##### Excerto

Estas perdas de aprendizagem são variáveis e dependem de outras dinâmicas de desigualdade que colocam em desvantagem alunos com determinadas características:

  • Desigualdade de recursos e conectividade no ensino não-presencial ou à distância: 463 milhões de crianças não conseguem dar resposta a este tipo de ensino. Deste universo, três em cada quatro alunos são de áreas rurais e/ou famílias pobres (ou desfavorecidas socialmente). As desigualdades digitais entre as regiões urbanas e rurais eram maiores na África Oriental e Meridional, no Leste Asiático e no Pacífico, na América Latina e nas Caraíbas.
  • Os países com períodos mais longos de encerramento de escolas tendem a ter taxas mais baixas de crianças em idade escolar com conexão à internet em casa, o que afeta o acesso ao ensino à distância, principalmente se outras modalidades não estiverem acessíveis.

##########
##### Dados a examinar

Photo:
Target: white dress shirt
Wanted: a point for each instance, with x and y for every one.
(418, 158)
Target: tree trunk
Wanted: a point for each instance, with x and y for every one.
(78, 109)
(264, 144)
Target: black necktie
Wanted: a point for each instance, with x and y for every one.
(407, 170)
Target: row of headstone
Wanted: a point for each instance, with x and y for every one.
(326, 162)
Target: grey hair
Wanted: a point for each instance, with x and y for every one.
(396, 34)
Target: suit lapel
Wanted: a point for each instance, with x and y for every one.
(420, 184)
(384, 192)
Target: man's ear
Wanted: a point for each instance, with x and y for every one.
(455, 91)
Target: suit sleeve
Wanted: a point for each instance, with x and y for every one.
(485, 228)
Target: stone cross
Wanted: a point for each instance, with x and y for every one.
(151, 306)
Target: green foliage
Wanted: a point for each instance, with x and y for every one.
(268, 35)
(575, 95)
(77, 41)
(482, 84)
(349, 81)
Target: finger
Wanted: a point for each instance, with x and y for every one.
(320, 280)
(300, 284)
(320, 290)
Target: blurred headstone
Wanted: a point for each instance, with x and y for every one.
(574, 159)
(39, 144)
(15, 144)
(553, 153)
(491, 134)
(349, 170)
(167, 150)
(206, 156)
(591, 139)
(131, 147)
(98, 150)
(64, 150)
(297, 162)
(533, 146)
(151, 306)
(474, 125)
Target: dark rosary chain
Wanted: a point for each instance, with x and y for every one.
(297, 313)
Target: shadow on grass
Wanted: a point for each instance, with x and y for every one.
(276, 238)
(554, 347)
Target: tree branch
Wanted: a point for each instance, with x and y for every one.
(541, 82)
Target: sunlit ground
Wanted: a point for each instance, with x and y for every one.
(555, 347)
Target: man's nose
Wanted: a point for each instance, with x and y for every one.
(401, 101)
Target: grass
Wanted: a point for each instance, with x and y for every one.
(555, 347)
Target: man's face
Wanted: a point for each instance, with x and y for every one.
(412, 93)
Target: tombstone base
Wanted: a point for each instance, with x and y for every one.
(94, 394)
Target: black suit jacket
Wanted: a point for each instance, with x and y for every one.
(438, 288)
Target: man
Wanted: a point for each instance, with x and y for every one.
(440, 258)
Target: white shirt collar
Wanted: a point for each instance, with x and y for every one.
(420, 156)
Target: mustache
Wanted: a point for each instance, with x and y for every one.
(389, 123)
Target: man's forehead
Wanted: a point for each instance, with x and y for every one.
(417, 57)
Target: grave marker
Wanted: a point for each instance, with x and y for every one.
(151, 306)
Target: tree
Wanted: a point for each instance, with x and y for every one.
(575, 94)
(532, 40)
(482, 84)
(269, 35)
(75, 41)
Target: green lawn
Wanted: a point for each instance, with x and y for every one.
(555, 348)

##########

Repita, sem alterar nada, o trecho do excerto sobre as perdas de aprendizagem que abre com as palavras que contêm "Estas perdas de" e fecha com "não estiverem acessíveis.".

Estas perdas de aprendizagem são variáveis e dependem de outras dinâmicas de desigualdade que colocam em desvantagem alunos com determinadas características:

  • Desigualdade de recursos e conectividade no ensino não-presencial ou à distância: 463 milhões de crianças não conseguem dar resposta a este tipo de ensino. Deste universo, três em cada quatro alunos são de áreas rurais e/ou famílias pobres (ou desfavorecidas socialmente). As desigualdades digitais entre as regiões urbanas e rurais eram maiores na África Oriental e Meridional, no Leste Asiático e no Pacífico, na América Latina e nas Caraíbas.
  • Os países com períodos mais longos de encerramento de escolas tendem a ter taxas mais baixas de crianças em idade escolar com conexão à internet em casa, o que afeta o acesso ao ensino à distância, principalmente se outras modalidades não estiverem acessíveis.